◆ **TO DO**
Return the listing below line for line, without changing anything.
+++ RECORD EXCERPTS +++
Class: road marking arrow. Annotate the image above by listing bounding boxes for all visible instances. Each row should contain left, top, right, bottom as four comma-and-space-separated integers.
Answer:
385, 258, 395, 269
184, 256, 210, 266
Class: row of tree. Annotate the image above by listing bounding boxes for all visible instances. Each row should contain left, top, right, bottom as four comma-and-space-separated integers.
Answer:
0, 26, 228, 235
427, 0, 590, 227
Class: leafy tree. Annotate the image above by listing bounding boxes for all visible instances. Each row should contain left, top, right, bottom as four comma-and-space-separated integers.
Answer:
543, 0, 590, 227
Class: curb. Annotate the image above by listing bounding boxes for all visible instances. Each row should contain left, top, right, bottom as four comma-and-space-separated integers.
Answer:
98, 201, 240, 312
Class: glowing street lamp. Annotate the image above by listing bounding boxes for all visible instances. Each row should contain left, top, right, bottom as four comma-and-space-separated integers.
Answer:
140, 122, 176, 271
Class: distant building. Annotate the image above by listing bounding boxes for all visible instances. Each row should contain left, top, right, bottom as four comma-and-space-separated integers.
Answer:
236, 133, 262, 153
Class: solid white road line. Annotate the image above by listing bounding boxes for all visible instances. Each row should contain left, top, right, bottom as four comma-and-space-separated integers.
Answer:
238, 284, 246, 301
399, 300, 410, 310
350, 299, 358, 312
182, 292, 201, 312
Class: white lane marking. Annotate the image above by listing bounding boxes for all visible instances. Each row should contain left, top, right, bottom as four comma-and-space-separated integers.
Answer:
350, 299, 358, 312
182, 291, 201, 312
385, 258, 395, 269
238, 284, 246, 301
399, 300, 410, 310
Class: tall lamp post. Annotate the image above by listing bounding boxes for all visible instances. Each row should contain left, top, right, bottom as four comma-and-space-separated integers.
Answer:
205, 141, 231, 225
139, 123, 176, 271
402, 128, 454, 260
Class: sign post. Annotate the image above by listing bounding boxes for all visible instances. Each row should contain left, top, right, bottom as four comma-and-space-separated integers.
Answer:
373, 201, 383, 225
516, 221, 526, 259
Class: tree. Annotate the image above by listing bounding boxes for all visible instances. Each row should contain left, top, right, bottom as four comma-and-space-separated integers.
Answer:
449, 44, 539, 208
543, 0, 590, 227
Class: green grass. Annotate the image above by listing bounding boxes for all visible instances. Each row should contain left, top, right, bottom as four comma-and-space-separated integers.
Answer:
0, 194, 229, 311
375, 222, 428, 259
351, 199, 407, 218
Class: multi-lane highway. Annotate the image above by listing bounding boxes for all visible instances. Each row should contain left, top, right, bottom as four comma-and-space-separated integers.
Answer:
+++
◆ **ANSWER TO THIS PROBLEM**
Class: road marking arrow. Annotate the image above by listing bounding boxes for all visible instances. Each row should contain left, top, right, bottom as four comma-and-space-separated integers.
Answer:
385, 258, 395, 269
184, 256, 210, 266
Class: row of tree. Annotate the image above by listing bounding boxes for all visible instances. Each row should contain left, top, right, bottom as four comma-and-space-separated integers.
Answer:
0, 26, 228, 235
427, 0, 590, 227
Class: leafy tree. Annotate the image above by listing bounding boxes for all visible instances. Each row should contain left, top, right, bottom as four comma-and-space-separated integers.
Answer:
543, 0, 590, 227
Class: curb. Annotate the image above by listing bounding boxes for all visible instances. Each row should contain left, top, right, bottom as four comma-and-space-separated integers.
Answer:
98, 201, 240, 312
Class: glowing street lamp. Annotate the image above by listing bounding boxes for all visible instances. Each row should contain left, top, right, bottom as four comma-and-space-separated integers.
Answer:
140, 122, 176, 271
Class: distant building. Annotate the image above by listing bounding boxes for all visible instances. Each row should contain left, top, right, bottom as four comma-and-space-separated integers.
Answer:
236, 133, 262, 153
Class: solid white road line. Annotate the image above by listing bounding boxes for all visible instances. Each row should contain left, top, right, bottom as four comma-and-space-separated integers.
Answer:
238, 284, 246, 301
399, 300, 410, 310
350, 299, 358, 312
182, 292, 201, 312
Class: white lane marking. Annotate the image above by listing bounding boxes for all visible instances. Each row should contain left, top, right, bottom as four comma-and-space-separated integers.
Answer:
350, 299, 358, 312
182, 291, 201, 312
385, 258, 395, 269
238, 284, 246, 301
399, 300, 410, 310
Class: tall lamp post. Annotate the image above by listing bounding boxes for all visible instances. Each row should contain left, top, right, bottom as four comma-and-space-separated integers.
Answer:
205, 141, 231, 225
139, 123, 176, 271
402, 128, 454, 260
Class: sign post. Annotate the image above by listing bounding boxes for all visible instances. Each row should contain left, top, right, bottom as four comma-and-space-separated integers.
Answer:
373, 201, 383, 225
516, 221, 526, 259
Class: tree. Annotate the image above by listing bounding boxes for all visible instances. Each row should contain left, top, right, bottom as four comma-and-space-separated integers.
Answer:
449, 44, 539, 208
543, 0, 590, 227
Class: green grass. Annotate the image above by listing bounding boxes for all visible instances. Each row should contain left, top, right, bottom as four comma-and-space-separated integers.
Answer:
0, 194, 229, 311
375, 222, 428, 259
351, 199, 407, 218
Class: multi-lane highway. Annotate the image above by listing bounding boxes for all visible instances. Each row should contain left, top, right, bottom as four comma-and-space-separated integers.
Answer:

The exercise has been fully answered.